--- LISTED RECORDS ---

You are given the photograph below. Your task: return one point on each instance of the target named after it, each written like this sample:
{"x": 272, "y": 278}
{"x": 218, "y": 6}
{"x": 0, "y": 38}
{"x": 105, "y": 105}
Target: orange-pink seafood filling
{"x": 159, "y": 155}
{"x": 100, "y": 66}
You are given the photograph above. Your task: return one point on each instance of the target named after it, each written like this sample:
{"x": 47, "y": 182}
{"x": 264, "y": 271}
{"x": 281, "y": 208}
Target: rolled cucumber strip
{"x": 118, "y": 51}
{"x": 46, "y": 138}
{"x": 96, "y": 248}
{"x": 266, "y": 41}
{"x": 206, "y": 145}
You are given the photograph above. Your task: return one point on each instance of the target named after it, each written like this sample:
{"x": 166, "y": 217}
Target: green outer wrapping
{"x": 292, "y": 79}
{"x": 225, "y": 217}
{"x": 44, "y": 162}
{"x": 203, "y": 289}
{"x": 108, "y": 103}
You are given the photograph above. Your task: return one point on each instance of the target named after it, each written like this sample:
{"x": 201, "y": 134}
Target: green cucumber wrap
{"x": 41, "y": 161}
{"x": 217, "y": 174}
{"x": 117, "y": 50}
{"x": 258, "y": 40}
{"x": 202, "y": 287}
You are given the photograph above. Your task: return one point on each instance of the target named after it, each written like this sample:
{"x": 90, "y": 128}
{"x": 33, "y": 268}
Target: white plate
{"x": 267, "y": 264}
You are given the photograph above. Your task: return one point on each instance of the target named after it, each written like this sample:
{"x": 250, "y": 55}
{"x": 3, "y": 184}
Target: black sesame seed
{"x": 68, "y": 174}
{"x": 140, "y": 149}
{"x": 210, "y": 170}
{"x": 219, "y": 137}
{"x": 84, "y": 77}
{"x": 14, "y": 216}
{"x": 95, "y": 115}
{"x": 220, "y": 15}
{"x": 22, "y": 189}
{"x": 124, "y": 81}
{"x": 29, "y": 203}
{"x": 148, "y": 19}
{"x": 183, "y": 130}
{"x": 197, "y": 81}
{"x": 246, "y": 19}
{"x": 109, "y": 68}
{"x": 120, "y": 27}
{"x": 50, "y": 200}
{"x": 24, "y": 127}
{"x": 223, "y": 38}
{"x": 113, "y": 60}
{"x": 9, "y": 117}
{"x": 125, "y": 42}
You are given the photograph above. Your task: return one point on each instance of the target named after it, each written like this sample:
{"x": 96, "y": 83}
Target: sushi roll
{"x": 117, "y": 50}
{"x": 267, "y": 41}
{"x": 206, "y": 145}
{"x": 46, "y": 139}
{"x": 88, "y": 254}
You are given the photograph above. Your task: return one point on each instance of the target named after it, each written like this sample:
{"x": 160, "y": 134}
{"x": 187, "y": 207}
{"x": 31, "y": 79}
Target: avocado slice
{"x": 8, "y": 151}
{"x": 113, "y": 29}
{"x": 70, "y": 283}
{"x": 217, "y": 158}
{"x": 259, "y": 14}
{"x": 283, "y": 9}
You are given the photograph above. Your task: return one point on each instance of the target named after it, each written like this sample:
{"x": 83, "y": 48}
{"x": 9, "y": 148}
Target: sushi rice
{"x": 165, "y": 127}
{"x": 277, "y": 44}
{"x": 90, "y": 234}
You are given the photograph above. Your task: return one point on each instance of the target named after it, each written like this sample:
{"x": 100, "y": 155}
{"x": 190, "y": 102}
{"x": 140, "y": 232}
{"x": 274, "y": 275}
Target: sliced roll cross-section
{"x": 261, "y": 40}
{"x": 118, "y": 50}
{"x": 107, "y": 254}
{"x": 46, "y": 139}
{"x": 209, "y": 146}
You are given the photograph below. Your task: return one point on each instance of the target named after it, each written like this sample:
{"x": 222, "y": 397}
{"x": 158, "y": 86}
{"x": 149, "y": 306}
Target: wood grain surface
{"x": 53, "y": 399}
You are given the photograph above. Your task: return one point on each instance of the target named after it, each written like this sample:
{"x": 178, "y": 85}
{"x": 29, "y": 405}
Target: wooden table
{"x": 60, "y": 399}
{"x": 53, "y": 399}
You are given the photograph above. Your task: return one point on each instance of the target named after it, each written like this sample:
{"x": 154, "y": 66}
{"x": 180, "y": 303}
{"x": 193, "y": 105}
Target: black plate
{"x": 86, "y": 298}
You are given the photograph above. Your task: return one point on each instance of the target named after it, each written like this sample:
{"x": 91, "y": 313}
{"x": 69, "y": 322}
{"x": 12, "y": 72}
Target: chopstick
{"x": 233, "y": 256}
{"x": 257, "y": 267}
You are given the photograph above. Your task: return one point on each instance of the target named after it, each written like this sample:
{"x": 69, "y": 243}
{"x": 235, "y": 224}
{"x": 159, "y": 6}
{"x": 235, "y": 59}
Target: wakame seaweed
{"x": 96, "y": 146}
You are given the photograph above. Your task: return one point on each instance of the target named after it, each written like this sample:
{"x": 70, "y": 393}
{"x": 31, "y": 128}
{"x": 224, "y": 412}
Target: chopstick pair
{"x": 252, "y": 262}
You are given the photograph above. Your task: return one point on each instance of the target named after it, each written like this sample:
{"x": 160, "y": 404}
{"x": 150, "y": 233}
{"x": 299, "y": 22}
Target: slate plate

---

**TASK OBJECTIVE**
Repeat the entries shown above, every one, word for word.

**RESULT OF THIS TASK**
You are given the photograph below. Your task: return one point on each instance of the target named after it, each written like this sample:
{"x": 272, "y": 278}
{"x": 218, "y": 6}
{"x": 0, "y": 38}
{"x": 105, "y": 105}
Target: orange-pink seafood filling
{"x": 159, "y": 155}
{"x": 100, "y": 66}
You are given the photograph above. Your task: return one point on each instance of the target named after it, each written like this sample:
{"x": 47, "y": 182}
{"x": 264, "y": 271}
{"x": 281, "y": 208}
Target: rolled cucumber strip
{"x": 118, "y": 51}
{"x": 46, "y": 138}
{"x": 96, "y": 248}
{"x": 266, "y": 41}
{"x": 206, "y": 145}
You are given the photograph above. Your task: return one point on each instance of the target named after it, each written like this sample:
{"x": 166, "y": 217}
Target: green outer wrapping
{"x": 292, "y": 79}
{"x": 225, "y": 217}
{"x": 44, "y": 162}
{"x": 203, "y": 289}
{"x": 108, "y": 103}
You are given the photograph above. Your task: return one point on each instance of the target named after it, each written like this sample:
{"x": 201, "y": 134}
Target: green cucumber wrap
{"x": 41, "y": 161}
{"x": 217, "y": 174}
{"x": 117, "y": 50}
{"x": 258, "y": 40}
{"x": 202, "y": 287}
You are given the photograph above. Your task: return one point on each instance of the target named after it, each written like this sample:
{"x": 90, "y": 128}
{"x": 33, "y": 268}
Target: white plate
{"x": 267, "y": 264}
You are given the photograph above. Your task: return one point on each instance of the target named after it, each written like this sample:
{"x": 250, "y": 55}
{"x": 3, "y": 184}
Target: black sesame seed
{"x": 68, "y": 174}
{"x": 140, "y": 149}
{"x": 210, "y": 170}
{"x": 219, "y": 137}
{"x": 84, "y": 77}
{"x": 14, "y": 216}
{"x": 95, "y": 115}
{"x": 220, "y": 15}
{"x": 22, "y": 189}
{"x": 124, "y": 81}
{"x": 29, "y": 203}
{"x": 148, "y": 19}
{"x": 183, "y": 130}
{"x": 197, "y": 81}
{"x": 246, "y": 19}
{"x": 109, "y": 68}
{"x": 120, "y": 27}
{"x": 50, "y": 200}
{"x": 24, "y": 127}
{"x": 223, "y": 38}
{"x": 113, "y": 60}
{"x": 9, "y": 117}
{"x": 125, "y": 42}
You are given the photograph above. Your task: return one point on each instance of the target named after it, each written like this sample:
{"x": 96, "y": 83}
Target: sushi roll
{"x": 117, "y": 50}
{"x": 267, "y": 41}
{"x": 206, "y": 145}
{"x": 46, "y": 139}
{"x": 88, "y": 254}
You are given the photograph above. Your task: return one point on each instance of the target named after it, each written like this sample:
{"x": 160, "y": 134}
{"x": 187, "y": 207}
{"x": 31, "y": 79}
Target: avocado slice
{"x": 8, "y": 151}
{"x": 113, "y": 29}
{"x": 70, "y": 283}
{"x": 217, "y": 158}
{"x": 259, "y": 14}
{"x": 283, "y": 9}
You are given the photograph above. Your task: return one point on each instance of the target named after it, each written like this sample:
{"x": 83, "y": 48}
{"x": 9, "y": 148}
Target: sushi rice
{"x": 165, "y": 127}
{"x": 277, "y": 44}
{"x": 90, "y": 234}
You are given the photograph above. Your task: return one point on each instance of the target named after it, each written like this sample:
{"x": 100, "y": 155}
{"x": 190, "y": 102}
{"x": 140, "y": 232}
{"x": 274, "y": 275}
Target: sliced roll cross-section
{"x": 261, "y": 40}
{"x": 118, "y": 50}
{"x": 107, "y": 254}
{"x": 46, "y": 139}
{"x": 209, "y": 146}
You are given the photograph below. Your task: return one point on each instance of the target named after it, each written like this sample:
{"x": 222, "y": 397}
{"x": 158, "y": 86}
{"x": 149, "y": 306}
Target: wood grain surface
{"x": 53, "y": 399}
You are given the photograph above. Your task: return one point on each instance of the target named after it, each written like this sample:
{"x": 178, "y": 85}
{"x": 29, "y": 405}
Target: wooden table
{"x": 60, "y": 399}
{"x": 53, "y": 399}
You are given the photograph above. Your task: return one point on each instance of the target named after it, each written like this sample:
{"x": 154, "y": 66}
{"x": 180, "y": 303}
{"x": 193, "y": 105}
Target: black plate
{"x": 86, "y": 298}
You are given the photograph above. Your task: return one point on each instance of the target named after it, each written like this sample:
{"x": 91, "y": 313}
{"x": 69, "y": 322}
{"x": 12, "y": 72}
Target: chopstick
{"x": 233, "y": 256}
{"x": 257, "y": 267}
You are given the photograph above. Your task: return one point on each instance of the target named after it, each written like this sample:
{"x": 69, "y": 243}
{"x": 235, "y": 224}
{"x": 159, "y": 6}
{"x": 235, "y": 59}
Target: wakame seaweed
{"x": 96, "y": 146}
You are given the photograph above. Your task: return one point on each instance of the target named after it, each written like this sample:
{"x": 70, "y": 393}
{"x": 31, "y": 128}
{"x": 224, "y": 412}
Target: chopstick pair
{"x": 252, "y": 262}
You are given the photograph above. Your task: return one point on each instance of the target named after it, each written like this sample:
{"x": 160, "y": 404}
{"x": 150, "y": 233}
{"x": 299, "y": 22}
Target: slate plate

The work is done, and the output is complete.